## Short task
Give, as a numbered list without blank lines, every line of the data from the one containing "Would you be able to indicate the blue" through the end of the data.

## The input

=======

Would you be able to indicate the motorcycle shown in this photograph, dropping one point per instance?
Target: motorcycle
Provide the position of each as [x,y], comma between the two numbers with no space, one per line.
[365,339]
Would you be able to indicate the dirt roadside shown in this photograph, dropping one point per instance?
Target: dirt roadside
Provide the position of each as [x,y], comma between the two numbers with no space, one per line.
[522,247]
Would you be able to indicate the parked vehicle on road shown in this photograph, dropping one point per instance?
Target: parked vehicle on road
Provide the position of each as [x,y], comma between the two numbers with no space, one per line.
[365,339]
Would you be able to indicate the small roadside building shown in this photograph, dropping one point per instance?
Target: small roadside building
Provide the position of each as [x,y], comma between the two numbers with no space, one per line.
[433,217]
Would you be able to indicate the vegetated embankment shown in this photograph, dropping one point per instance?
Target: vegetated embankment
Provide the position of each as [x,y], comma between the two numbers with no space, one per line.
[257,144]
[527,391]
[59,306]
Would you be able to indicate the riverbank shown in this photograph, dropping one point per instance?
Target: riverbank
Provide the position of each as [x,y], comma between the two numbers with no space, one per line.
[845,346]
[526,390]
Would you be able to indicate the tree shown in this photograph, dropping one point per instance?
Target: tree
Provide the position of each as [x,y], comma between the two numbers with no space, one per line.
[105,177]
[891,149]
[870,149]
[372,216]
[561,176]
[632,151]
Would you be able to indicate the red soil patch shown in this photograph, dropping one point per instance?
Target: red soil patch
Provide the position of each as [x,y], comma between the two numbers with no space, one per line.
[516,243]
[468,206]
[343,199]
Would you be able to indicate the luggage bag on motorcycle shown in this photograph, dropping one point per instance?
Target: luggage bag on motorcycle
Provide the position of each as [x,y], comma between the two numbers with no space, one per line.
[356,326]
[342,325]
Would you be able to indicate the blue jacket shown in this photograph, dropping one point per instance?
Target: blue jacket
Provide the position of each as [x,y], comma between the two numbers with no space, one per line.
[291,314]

=======

## Worked solution
1. Would you be able to indicate the blue jacket shown in this photograph, dropping one point per instance?
2. Target: blue jacket
3. Provide the position of each as [x,y], comma between the two numbers with no space, one per line.
4. [291,314]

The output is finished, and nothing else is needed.